*Work to do*
Reproduce exactly the final portion of the data: every line from the one containing "mountain in the picture above." through the last line, inclusive.

(Position identification records)
******************************

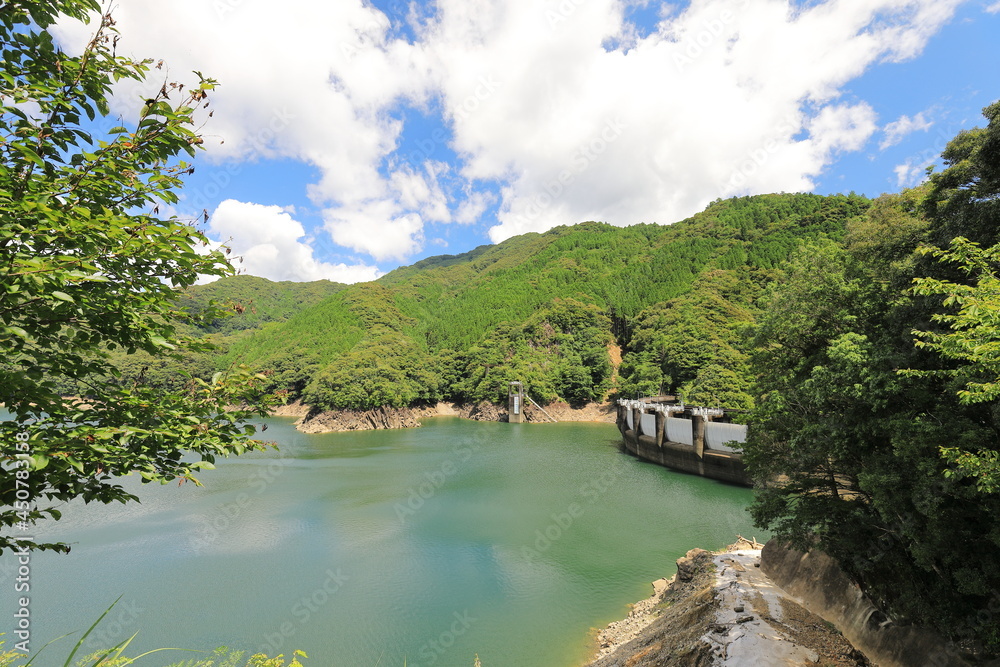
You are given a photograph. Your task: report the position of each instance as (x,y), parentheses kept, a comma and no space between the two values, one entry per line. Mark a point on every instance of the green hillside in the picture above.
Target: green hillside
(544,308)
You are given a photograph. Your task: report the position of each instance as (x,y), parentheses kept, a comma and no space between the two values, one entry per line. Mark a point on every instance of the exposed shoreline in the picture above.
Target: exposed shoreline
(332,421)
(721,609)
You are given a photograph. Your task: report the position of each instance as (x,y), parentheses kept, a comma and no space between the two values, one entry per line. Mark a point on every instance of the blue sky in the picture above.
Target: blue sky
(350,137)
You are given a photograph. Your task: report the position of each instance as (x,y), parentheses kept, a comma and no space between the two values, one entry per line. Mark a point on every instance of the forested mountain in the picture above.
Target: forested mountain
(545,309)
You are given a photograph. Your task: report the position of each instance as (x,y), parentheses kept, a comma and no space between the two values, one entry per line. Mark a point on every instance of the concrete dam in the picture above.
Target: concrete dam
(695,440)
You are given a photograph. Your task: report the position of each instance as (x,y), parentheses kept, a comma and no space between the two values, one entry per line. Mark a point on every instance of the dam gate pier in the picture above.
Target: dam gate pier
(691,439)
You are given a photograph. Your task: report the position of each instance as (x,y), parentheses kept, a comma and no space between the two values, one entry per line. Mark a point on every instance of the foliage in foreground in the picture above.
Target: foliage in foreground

******************************

*Written answer*
You are given a photograph. Your task: report the position of each instance as (x,y), parentheses kept, a comma and no space between the two values, one entry per line. Mark a point on every instance of the forested mountain in the picture above.
Target: forested mountain
(545,309)
You are given a photograph. Your task: report the position of each instance as (x,y), parentheses kept, a comma and no space between the two values, one entry per line. Mark a point on every instance of the concrete dam in the picture above.
Target: concrete dam
(695,440)
You are given a photograph. Your task: report the position of each instance as (x,y), parentheses kept, a comma and no space between the two values, one entry per line. Mark a point on every instance of the dam gate pier in the picture above.
Target: dam gate pier
(691,439)
You are given a photograph. Your task: report the position of each instance as (x,y), parentheses kept, a comma and no space between the two values, one entry per line. Mark a point on every instance of the foliage in foreground in the picture above.
Target: foliage in foreground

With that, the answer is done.